[Image object location entries]
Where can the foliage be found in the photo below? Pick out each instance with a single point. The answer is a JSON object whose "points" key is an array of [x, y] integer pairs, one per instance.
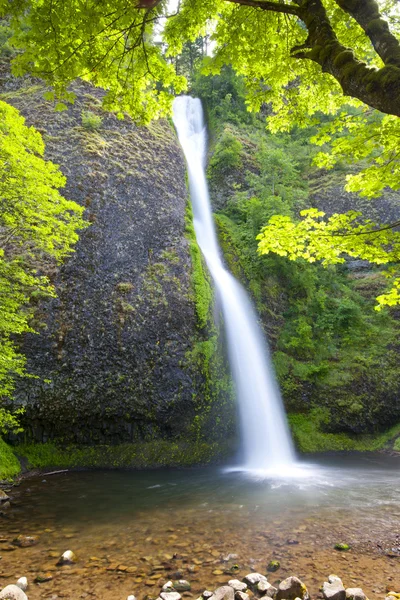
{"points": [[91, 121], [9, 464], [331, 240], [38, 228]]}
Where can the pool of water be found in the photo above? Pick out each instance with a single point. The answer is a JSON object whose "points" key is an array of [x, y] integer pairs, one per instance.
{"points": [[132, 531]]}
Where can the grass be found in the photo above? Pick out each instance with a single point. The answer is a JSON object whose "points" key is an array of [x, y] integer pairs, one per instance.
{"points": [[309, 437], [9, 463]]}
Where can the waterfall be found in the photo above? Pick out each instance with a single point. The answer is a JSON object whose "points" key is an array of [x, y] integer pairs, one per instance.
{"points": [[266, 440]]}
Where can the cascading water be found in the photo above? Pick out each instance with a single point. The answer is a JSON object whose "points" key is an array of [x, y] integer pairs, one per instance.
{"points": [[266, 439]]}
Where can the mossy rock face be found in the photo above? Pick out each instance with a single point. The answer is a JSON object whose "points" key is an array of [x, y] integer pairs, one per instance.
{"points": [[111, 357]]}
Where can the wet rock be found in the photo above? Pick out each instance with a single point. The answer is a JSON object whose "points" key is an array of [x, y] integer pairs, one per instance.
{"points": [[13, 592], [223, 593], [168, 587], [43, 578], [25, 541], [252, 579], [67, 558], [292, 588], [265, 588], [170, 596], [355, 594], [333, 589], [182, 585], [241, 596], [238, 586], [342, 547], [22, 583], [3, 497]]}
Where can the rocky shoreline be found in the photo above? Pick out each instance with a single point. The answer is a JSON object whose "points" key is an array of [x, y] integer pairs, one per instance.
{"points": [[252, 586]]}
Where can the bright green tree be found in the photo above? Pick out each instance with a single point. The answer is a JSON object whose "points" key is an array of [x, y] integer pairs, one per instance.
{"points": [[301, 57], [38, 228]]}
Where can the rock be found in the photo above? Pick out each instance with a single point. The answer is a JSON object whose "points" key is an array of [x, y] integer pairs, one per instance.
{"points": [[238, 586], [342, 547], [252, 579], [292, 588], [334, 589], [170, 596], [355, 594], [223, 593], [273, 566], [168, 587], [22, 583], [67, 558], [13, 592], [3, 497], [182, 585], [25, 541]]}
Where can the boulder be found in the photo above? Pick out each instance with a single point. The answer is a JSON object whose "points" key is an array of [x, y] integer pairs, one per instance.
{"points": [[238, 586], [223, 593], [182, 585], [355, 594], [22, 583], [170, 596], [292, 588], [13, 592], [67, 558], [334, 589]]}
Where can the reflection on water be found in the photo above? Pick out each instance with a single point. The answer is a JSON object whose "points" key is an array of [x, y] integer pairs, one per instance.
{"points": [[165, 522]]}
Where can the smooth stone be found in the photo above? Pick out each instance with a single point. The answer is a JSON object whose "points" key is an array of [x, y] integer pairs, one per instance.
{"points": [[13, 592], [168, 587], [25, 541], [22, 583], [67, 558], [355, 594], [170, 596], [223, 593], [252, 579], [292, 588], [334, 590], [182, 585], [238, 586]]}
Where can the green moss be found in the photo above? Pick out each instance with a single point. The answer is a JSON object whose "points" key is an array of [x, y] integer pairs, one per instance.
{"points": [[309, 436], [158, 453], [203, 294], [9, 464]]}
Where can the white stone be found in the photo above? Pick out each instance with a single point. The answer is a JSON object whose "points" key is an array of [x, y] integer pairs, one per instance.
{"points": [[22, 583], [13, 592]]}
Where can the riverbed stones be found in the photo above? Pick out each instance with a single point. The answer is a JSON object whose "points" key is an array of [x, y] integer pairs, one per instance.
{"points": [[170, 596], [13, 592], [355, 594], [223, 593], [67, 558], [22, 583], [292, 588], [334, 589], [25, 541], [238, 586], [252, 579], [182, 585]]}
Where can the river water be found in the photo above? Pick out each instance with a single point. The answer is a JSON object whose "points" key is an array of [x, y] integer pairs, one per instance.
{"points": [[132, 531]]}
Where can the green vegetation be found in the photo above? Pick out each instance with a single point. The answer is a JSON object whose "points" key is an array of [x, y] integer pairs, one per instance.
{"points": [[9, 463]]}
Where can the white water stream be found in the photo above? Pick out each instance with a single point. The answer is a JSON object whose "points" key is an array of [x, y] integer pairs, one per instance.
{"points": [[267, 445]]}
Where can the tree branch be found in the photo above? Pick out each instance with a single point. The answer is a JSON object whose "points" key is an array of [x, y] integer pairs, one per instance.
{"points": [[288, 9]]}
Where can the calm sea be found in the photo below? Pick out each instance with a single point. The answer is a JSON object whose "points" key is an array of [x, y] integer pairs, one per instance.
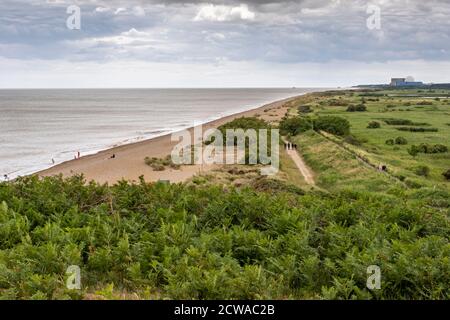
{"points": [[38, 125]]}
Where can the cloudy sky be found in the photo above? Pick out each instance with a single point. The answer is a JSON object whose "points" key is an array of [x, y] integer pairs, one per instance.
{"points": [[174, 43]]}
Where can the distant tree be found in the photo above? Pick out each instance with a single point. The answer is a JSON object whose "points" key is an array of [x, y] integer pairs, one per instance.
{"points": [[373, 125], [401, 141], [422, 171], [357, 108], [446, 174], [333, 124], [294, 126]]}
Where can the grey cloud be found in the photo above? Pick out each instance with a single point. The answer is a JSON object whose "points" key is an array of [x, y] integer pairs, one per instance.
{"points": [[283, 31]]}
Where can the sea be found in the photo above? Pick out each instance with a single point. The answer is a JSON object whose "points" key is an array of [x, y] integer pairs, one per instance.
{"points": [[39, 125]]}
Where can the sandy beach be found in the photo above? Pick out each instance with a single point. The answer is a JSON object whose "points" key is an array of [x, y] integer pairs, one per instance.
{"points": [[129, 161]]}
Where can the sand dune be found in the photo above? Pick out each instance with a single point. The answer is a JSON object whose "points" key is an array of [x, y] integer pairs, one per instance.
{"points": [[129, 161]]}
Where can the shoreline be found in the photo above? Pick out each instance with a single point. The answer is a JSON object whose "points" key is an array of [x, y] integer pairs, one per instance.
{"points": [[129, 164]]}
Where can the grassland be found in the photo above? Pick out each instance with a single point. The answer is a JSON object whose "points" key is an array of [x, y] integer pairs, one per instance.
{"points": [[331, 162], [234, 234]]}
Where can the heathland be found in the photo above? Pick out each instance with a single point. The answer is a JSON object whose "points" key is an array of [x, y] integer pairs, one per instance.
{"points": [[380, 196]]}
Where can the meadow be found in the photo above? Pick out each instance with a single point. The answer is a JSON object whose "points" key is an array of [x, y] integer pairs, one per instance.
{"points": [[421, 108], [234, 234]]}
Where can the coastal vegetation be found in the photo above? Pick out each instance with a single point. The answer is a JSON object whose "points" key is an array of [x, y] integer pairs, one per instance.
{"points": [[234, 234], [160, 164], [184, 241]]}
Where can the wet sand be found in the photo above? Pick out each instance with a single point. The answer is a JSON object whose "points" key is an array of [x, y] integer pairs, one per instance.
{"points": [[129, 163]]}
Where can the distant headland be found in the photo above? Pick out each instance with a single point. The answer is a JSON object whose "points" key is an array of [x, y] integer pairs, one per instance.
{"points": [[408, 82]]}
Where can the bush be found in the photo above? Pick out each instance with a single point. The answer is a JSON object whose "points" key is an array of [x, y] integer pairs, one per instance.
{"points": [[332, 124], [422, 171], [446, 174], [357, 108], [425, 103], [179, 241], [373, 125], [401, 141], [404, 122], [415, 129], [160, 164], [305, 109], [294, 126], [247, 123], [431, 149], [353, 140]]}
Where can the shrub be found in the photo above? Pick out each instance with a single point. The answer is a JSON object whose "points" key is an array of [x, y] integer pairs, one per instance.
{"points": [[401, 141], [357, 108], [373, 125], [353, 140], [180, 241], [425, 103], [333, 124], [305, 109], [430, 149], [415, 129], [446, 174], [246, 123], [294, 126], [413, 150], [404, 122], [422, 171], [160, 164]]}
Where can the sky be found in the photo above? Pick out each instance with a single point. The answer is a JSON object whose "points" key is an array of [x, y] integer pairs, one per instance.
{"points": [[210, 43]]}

* * *

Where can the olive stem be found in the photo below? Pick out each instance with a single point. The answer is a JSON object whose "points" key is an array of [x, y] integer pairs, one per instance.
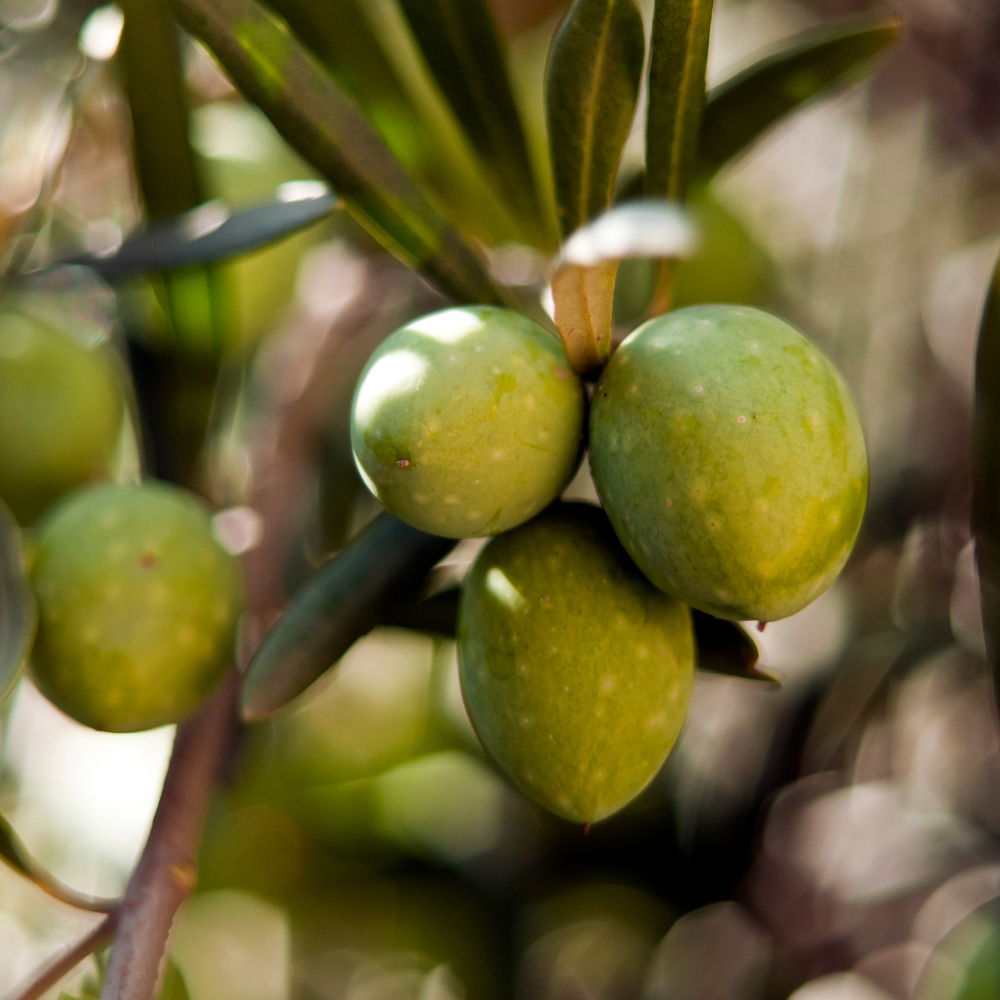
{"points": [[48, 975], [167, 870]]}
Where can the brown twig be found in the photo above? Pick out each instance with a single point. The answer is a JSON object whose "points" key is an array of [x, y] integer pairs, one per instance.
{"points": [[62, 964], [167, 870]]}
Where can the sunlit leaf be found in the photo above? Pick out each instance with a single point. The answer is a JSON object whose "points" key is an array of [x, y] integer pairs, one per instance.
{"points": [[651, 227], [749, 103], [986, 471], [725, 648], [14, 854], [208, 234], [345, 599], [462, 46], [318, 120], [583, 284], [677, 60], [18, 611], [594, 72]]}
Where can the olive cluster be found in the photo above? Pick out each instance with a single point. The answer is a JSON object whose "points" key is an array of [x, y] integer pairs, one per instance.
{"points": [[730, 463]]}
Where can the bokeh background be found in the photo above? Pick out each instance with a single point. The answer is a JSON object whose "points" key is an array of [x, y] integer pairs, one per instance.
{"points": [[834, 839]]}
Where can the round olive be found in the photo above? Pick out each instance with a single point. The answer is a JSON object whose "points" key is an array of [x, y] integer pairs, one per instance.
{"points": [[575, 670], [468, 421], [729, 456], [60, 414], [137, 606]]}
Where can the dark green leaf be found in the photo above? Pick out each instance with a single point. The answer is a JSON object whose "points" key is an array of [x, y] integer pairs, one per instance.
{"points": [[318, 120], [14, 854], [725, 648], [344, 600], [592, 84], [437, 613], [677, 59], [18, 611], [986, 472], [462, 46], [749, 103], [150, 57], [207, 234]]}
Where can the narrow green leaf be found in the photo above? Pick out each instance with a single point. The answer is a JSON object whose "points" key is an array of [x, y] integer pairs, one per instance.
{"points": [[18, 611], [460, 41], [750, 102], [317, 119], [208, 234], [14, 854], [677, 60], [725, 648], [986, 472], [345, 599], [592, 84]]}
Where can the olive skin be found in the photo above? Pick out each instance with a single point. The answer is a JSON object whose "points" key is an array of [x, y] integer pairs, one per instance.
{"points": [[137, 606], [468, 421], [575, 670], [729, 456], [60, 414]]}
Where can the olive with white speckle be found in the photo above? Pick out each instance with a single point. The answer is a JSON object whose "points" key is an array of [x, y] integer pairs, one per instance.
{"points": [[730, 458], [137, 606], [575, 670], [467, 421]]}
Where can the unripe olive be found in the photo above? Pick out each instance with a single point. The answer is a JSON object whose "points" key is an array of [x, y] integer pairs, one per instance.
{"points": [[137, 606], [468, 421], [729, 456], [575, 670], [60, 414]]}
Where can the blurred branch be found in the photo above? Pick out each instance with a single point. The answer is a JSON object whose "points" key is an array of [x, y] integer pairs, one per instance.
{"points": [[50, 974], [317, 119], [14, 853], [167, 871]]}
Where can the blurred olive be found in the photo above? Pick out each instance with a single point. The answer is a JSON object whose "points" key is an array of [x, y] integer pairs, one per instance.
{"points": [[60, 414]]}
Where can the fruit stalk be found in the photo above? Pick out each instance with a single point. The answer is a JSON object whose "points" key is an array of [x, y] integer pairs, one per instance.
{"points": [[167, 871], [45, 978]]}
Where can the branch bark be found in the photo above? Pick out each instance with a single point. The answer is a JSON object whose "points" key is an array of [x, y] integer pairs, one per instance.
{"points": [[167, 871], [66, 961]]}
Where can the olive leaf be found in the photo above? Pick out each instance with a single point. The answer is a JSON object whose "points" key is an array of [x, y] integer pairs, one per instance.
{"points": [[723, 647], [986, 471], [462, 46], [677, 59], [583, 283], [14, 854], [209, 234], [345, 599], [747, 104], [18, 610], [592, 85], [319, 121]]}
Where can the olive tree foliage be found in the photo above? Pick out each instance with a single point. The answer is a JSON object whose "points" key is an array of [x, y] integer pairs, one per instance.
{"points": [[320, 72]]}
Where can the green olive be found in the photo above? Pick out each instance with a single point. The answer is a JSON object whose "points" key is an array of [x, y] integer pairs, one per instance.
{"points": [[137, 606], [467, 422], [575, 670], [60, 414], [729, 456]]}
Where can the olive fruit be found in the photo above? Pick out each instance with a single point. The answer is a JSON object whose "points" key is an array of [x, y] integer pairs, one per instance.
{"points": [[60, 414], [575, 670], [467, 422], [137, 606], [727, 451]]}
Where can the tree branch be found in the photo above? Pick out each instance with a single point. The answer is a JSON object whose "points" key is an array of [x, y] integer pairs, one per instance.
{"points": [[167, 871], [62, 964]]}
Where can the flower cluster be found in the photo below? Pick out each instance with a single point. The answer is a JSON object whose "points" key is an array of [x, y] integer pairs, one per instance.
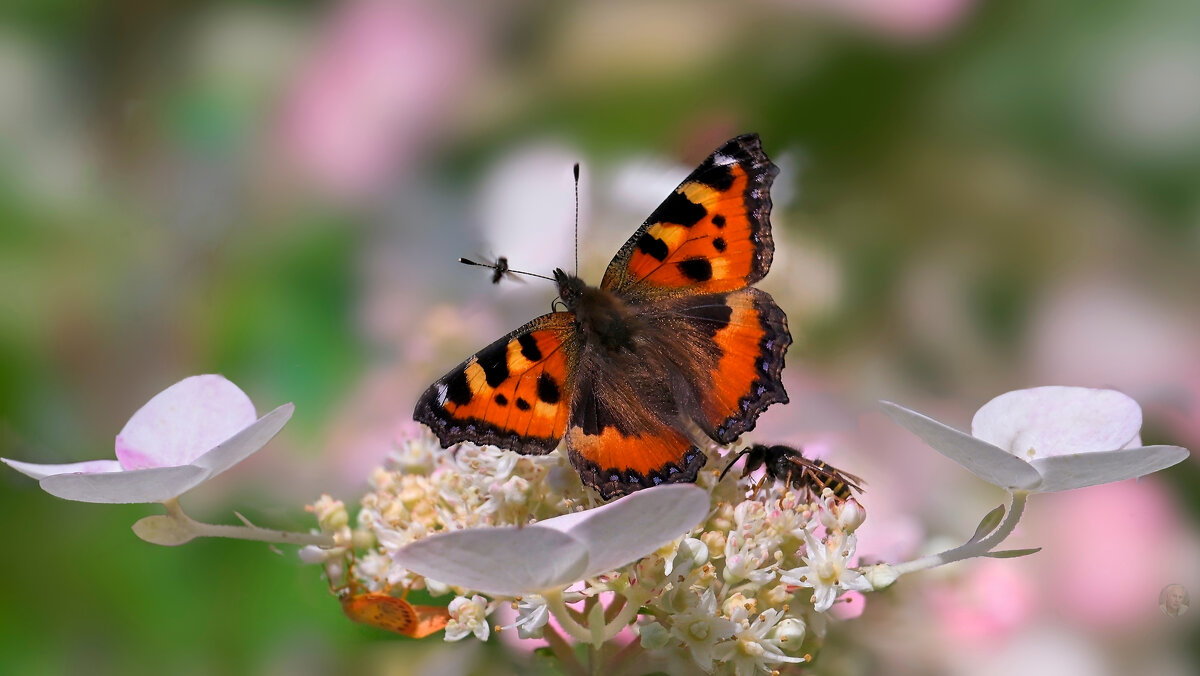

TASK DETAILS.
Find every line in the rows above that contains the word "cluster", and copy each of those lines. Treat uppercase and lowercase as different.

EXERCISE RESPONSE.
Where can the olive cluster be found in the photo above? Pick out each instance with a single point. The answer is a JSON object whose "points" key is an array of [x, y] integer pairs, one per instance.
Where can the flower cluster be found in the photo below? Pick out each instance with a single point. The answer is a JSON object whose "points" key is an array of [x, y] integer pairs, one per instance.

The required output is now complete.